Tasks to carry out:
A) Please translate this sentence from the article on Heather Mann into Spanish: "Her grandfather is a pastor at a small Baptist Church."
B) Write the next part of the article on Heather Mann, picking up after its final sentence.

Selection:
┌──
Heather Mann sits at a table on Haley Concourse on Oct. 13, 2021.
Heather Mann sits at a table on Haley Concourse on Oct. 13, 2021.

October is LGBT History Month, which celebrates the history of LGBT people and civil rights movements. National Coming Out Day was Oct. 11.

For many LGBT people, coming out is a difficult and stressful experience to prepare for, if they even get to make the choice themselves. Coming out requires vulnerability and risks rejection from friends or family. Often, LGBT people come out to those closest to them first.

Heather Mann, who identifies as bisexual, first came out to her friends in high school. Her main worry wasn’t on whether they would reject her, since she had known them for a few years and knew how they felt.

“It was less a matter of worrying what they were going to say and more of a matter of saying it out loud to other people would make it official,” Mann said. “That feeling of once I tell other people out loud in words, then it’s a real thing.”

Mann’s family lives with her deeply religious grandparents. Her grandfather is a pastor at a small Baptist Church. Her father is Catholic and heavily involved in his church. She still hasn’t come out to them but plans to soon.

Growing up in this split household, Mann would spend Sundays listening to her grandfather preach on Sundays and spent Wednesday nights with a youth group at the Catholic Church. In recent years, she said her grandfather’s preaching has become more antagonistic and hostile towards LGBT people.

“It used to be the kind of stuff that if my friends ended up spending the night on Saturday, I would feel perfectly fine inviting them along to church Sunday morning,” she said. “I wouldn’t even try to do that now. Almost every sermon he has turns into the sort of fire and brimstone, ‘Homosexuals are going to hell and abortion is killing all of our precious saints.’”

Mann said she rarely goes go to church anymore. She tells her parents she watches them online, but listening to her grandfather preach on things like homosexuality and damnation has affected her relationship with church as a whole.

“It’s one thing to have a message that you’re bold and passionate about, but when that passion is furious and inconsolable rage over everything that is my life and makes me happy and purposeful — experiencing that every Sunday at my papa’s sermons kind of spoiled the entire Sunday morning service for me,” she said. “The experience of going to church on Sunday mornings and sitting in the pews and listening to someone I love tell his entire congregation that people like me are the reason why our world is going to hell in a handbasket kind of ruined the experience.”

As her grandparents have become more vocally against LGBT people, she said it’s created a lot of distance between them and her. She used to want her grandfather to officiate her wedding, but now she has a girlfriend. If they were to get married, she isn’t even sure she could invite her grandparents.
└──
Items:
┌──
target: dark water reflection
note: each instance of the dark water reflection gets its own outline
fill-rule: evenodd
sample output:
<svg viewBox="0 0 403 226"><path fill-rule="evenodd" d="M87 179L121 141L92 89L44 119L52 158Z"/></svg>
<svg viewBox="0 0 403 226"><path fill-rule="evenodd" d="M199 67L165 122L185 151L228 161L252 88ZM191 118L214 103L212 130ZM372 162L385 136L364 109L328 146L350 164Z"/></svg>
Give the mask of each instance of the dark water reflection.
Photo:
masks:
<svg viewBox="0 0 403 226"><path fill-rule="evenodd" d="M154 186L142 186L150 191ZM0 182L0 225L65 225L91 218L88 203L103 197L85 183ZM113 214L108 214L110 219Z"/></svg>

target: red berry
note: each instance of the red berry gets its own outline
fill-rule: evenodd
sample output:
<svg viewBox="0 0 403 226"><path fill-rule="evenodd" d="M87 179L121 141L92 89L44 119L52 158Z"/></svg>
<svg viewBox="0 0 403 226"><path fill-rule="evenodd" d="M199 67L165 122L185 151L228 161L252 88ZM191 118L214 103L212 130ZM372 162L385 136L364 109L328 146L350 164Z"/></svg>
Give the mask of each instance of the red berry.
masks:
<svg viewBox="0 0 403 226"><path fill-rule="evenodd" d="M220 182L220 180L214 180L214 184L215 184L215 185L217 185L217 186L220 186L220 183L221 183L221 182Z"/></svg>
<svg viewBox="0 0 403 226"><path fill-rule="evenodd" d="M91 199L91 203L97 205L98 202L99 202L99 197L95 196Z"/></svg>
└──
Answers for this exercise:
A) Su abuelo es pastor en una pequeña iglesia bautista.

B)
“It’s strange. Every time I go home, I have fun with them,” she said. “Papa loves to joke around a lot. Nana loves to cook and show me how to do things around the house, like sewing or making her cast iron skillet biscuits and gravy. They’re so fun and warm and caring and loving, then they’ll say something offhand, or I’ll overhear them listening to whatever podcast or show or whatever they happen to be watching at the time, and I will just get hit with this wave of ‘I want to share my life with you. I want you to be an active part in my life. But I just can’t because of the things that you say and the things that you think and what I’m afraid you will do if I share this part of me with you.’”

Mann has shared this part of herself with her brother. It was a few years ago when he was a senior in high school and she was a sophomore in college, and they were driving together, sharing what has been going on in their lives when she blurted out that she was bisexual. She said it was something she had been wanting to tell him because they had gotten closer as they got older.

Sometimes, coming out isn’t something you do once. For Lucas Hart, a nonbinary transgender man, coming out can happen multiple times as one discovers more about themselves. Before he realized that he was transgender, he identified to his high school friends as a lesbian.

“I honestly don’t know if it was so much like I came out to my friends as much as it was like we all slowly figured it out together,” he said. “It was an unspoken thing.”

He said coming out as transgender has been a completely different experience than coming out as gay.

“I feel like when you are trans you are always coming out to everybody all the time,” Hart said.

This is especially true with professors, who may unknowingly call him by his legal name instead of his preferred name when taking roll in front of the whole class, which Hart then has to correct. His legal name is not a masculine name, which makes his identity as a transgender man pretty obvious.

Sometimes though, it makes him proud that he can be a person for someone who may be questioning their sexuality or gender to see in their class.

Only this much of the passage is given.